Entries for labeling with bounding boxes:
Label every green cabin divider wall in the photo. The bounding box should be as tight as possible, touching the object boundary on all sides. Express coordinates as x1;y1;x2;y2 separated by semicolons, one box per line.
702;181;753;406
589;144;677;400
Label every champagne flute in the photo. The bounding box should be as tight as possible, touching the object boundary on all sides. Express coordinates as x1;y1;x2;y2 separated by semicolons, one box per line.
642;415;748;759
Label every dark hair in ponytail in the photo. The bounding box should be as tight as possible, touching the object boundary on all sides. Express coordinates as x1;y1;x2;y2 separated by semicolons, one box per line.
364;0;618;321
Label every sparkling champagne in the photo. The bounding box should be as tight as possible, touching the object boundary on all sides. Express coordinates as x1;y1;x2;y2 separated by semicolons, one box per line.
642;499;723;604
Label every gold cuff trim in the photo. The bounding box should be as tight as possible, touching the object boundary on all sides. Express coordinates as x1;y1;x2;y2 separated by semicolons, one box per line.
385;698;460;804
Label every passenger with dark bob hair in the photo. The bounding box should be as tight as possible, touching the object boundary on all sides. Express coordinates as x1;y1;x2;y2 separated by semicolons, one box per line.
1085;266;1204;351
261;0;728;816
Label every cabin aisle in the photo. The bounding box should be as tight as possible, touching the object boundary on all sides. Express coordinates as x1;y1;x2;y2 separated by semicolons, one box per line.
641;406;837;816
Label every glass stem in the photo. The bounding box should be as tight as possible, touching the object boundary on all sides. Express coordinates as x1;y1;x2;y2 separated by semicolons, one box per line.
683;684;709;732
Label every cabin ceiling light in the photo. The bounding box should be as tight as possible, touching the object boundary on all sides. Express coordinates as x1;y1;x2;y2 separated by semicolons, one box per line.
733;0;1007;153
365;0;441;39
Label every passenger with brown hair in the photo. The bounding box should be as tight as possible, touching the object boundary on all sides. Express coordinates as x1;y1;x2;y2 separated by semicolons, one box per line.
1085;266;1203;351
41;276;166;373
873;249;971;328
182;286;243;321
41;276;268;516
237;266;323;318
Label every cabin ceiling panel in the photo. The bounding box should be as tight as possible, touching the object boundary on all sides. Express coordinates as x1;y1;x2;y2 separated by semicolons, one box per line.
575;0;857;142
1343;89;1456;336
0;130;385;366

### WORK TO COMPLETE
Write the entries above as a two-column CSV with the header row instruction,response. Give one row per entry, with its text in the first column and its answer in the second. Put each field in double quotes and replace line breaks within a field with spaces.

### FINISHED EXERCISE
instruction,response
"Label every green cabin divider wall in the photo. The bounding box should be as tight as possible, touching the object boundary on all sides. Express coordinates as x1;y1;x2;y2 separated by semicolons, one box per line.","702;181;753;406 589;144;677;400"
"Label every champagne flute in the photo. The bounding box should be as tight as possible, touching the object boundary on all sides. Express coordinates as x1;y1;x2;y2 separated by semicolons, one box per line.","642;415;748;759"
"Label every dark hair in ponytail in the photo. The bounding box should be as tight as possible, touching the object boundary on all sides. Express coordinates as x1;y1;x2;y2 separated by semicolons, one box per line.","364;0;618;321"
"Label every sparkling champagne in the photo. The bounding box should be as tight as possible, touching the object boundary on all sides. Express coordinates as x1;y1;x2;y2 separated by semicolons, one box per line.","642;499;723;604"
"Label every gold cuff trim in the photo. The bounding box should be as tight as possible, touching the object boundary on all sides. Express coordinates as x1;y1;x2;y2 separated by semicolons, one box per line.","385;698;460;804"
"Label every passenger with dark bob hair in the photo. The bounding box should be as tight as possible, touching the object boundary on all sides. Express coordinates as x1;y1;x2;y2 separated by semicolons, one box per line.","1085;266;1204;351 261;0;728;816"
"Label every cabin aisle in the photo. The bounding box should be as tight as possible, touching the object boundary on all sides. Express coordinates as x1;y1;x2;y2 separated by semicolons, one box per line.","641;406;837;816"
"Label every glass stem in the photo. The bounding box should be as tight as possible, touching the object boundary on all sides. Express coordinates as x1;y1;x2;y2 separated by semicolons, one box per line.","683;684;709;732"
"Label every cabin ceiling light in the photo. The bounding box should be as tight as possible, touching the object boundary on all sides. Express coordinates as x1;y1;x2;y2 separated by semicolons, one box per line.","733;0;1007;153 365;0;441;39"
"Label every passenger with brown hair in the photo. The bounding box should be as tight as possible, touching the object boundary on all sides. Express coordinates as x1;y1;x2;y2 separated by semicolons, one box per line.","1085;266;1203;351 41;276;166;373 873;249;971;328 182;286;243;321 41;276;268;516 237;266;323;318"
"Label every cabin ceiling panel in the photo. The bounding box should be as tight as possible, touching the object boundary on all sides. Express coordinates as x1;y1;x2;y2 separated by semicolons, one box per line.","575;0;857;142 1343;89;1456;336 0;130;385;366"